:: Records contained in a dataset ::
* * * *
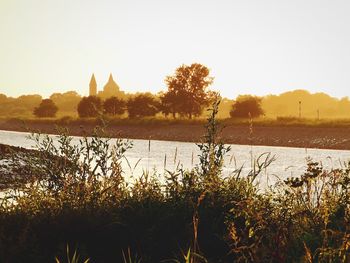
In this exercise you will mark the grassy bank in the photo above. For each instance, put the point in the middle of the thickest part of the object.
(78, 195)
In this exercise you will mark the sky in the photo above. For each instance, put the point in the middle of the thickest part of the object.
(250, 46)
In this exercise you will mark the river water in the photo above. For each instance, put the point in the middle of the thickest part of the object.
(167, 155)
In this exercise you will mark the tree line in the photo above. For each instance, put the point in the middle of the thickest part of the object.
(187, 96)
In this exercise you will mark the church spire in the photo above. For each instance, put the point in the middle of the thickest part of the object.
(110, 78)
(93, 86)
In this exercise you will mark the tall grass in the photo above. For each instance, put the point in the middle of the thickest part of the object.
(77, 194)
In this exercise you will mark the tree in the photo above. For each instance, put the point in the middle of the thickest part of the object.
(142, 105)
(114, 106)
(246, 106)
(46, 109)
(89, 107)
(66, 102)
(187, 90)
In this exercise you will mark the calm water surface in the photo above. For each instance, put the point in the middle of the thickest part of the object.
(168, 155)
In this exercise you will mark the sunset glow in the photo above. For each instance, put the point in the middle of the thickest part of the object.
(251, 47)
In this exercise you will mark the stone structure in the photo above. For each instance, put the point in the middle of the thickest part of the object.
(110, 89)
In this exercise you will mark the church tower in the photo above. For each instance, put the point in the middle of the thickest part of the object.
(93, 86)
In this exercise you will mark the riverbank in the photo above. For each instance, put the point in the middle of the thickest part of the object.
(289, 135)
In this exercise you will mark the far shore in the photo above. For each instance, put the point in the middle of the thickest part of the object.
(337, 137)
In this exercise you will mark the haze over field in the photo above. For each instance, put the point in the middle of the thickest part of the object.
(252, 47)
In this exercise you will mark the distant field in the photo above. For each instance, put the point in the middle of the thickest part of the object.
(279, 121)
(290, 132)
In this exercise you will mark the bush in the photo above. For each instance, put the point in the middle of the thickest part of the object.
(46, 109)
(143, 105)
(76, 194)
(89, 107)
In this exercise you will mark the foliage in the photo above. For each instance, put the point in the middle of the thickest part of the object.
(89, 107)
(78, 194)
(142, 105)
(246, 106)
(66, 102)
(187, 90)
(47, 108)
(114, 106)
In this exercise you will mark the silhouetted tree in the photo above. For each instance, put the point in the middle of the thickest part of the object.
(187, 94)
(114, 106)
(89, 106)
(168, 104)
(46, 109)
(142, 105)
(245, 106)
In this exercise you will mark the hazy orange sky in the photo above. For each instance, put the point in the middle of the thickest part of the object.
(251, 46)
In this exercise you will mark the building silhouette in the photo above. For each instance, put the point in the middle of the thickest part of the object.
(93, 86)
(110, 89)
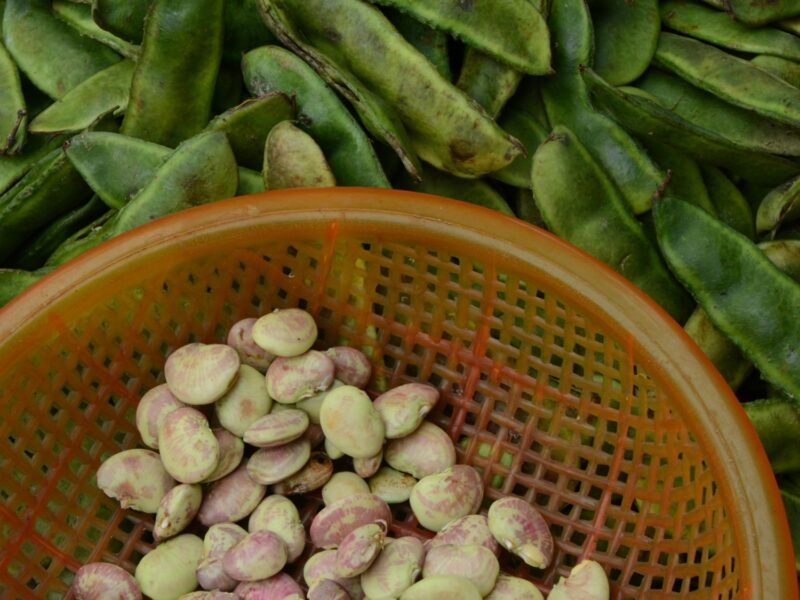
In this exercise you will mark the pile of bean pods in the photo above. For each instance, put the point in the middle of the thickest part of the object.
(275, 400)
(662, 137)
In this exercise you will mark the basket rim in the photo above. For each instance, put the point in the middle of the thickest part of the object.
(721, 425)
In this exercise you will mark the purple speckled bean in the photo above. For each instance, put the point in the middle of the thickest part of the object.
(279, 515)
(333, 523)
(327, 589)
(276, 429)
(291, 379)
(514, 588)
(314, 435)
(240, 338)
(322, 565)
(521, 529)
(136, 478)
(177, 510)
(367, 467)
(586, 581)
(313, 405)
(287, 332)
(351, 422)
(470, 529)
(218, 540)
(258, 555)
(360, 549)
(403, 408)
(442, 587)
(474, 562)
(427, 451)
(231, 451)
(156, 404)
(342, 485)
(393, 486)
(271, 465)
(443, 497)
(395, 570)
(277, 587)
(316, 473)
(102, 581)
(231, 498)
(201, 373)
(189, 449)
(169, 569)
(245, 403)
(352, 365)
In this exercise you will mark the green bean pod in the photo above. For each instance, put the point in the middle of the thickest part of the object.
(718, 28)
(117, 166)
(488, 81)
(730, 206)
(626, 36)
(200, 170)
(791, 25)
(79, 17)
(567, 102)
(14, 167)
(686, 180)
(170, 98)
(726, 356)
(643, 115)
(292, 159)
(377, 116)
(513, 32)
(779, 206)
(525, 128)
(319, 112)
(249, 124)
(730, 78)
(103, 93)
(580, 204)
(13, 114)
(528, 99)
(14, 281)
(54, 56)
(777, 422)
(431, 43)
(124, 18)
(761, 12)
(245, 30)
(50, 189)
(743, 127)
(446, 127)
(474, 191)
(93, 234)
(787, 70)
(34, 254)
(745, 295)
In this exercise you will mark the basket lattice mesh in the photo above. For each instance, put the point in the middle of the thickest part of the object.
(536, 393)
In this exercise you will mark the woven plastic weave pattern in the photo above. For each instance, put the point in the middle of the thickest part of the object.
(537, 393)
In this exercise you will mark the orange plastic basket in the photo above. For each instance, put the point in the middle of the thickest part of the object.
(618, 429)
* * * *
:: What you have to do ::
Give back exactly the lines from the line holding "In this exercise you will mark the basket lattice" through the last line of the listing, including both.

:: Response to this task ::
In this exercise you will mark the basket lattice mesh in the photo above. For each instance, put the point in the middle of the thickest part of the object.
(536, 393)
In this exercise you will mark the woven plastic weave pattern in the photo above. For each instance, put the point in the middle of the thickest part of the object.
(537, 393)
In this exercise you will mark the orange plastic basket in the photo above. For each instance, put the point in the middle of the thickest part of the object.
(618, 429)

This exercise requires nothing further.